(Data rows)
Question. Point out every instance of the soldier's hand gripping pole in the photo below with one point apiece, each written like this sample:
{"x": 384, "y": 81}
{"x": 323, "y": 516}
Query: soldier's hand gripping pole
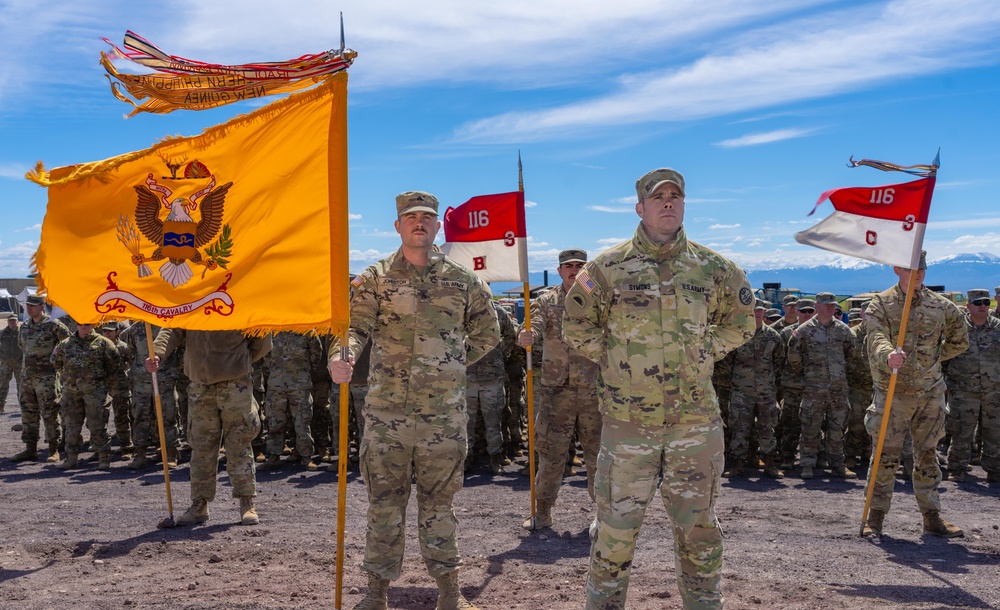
{"x": 345, "y": 416}
{"x": 169, "y": 521}
{"x": 877, "y": 456}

* [EXERCISE AIM]: Please convert all of the rows above into a Markdown table with the columns "Line" and "Text," numbering each line and skipping blank lines. Omit the pictures from your answer.

* [SOLUTION FOR THIS TASK]:
| Line | Text |
|---|---|
| 1 | Question. Point out every instance of the soldier's hand gripping pole in the photo below with one point apiece, each written like this sample: |
| 2 | {"x": 384, "y": 81} |
| 3 | {"x": 323, "y": 516} |
| 4 | Query: soldier's hand gripping pole |
| 5 | {"x": 345, "y": 416} |
| 6 | {"x": 169, "y": 521} |
| 7 | {"x": 877, "y": 456} |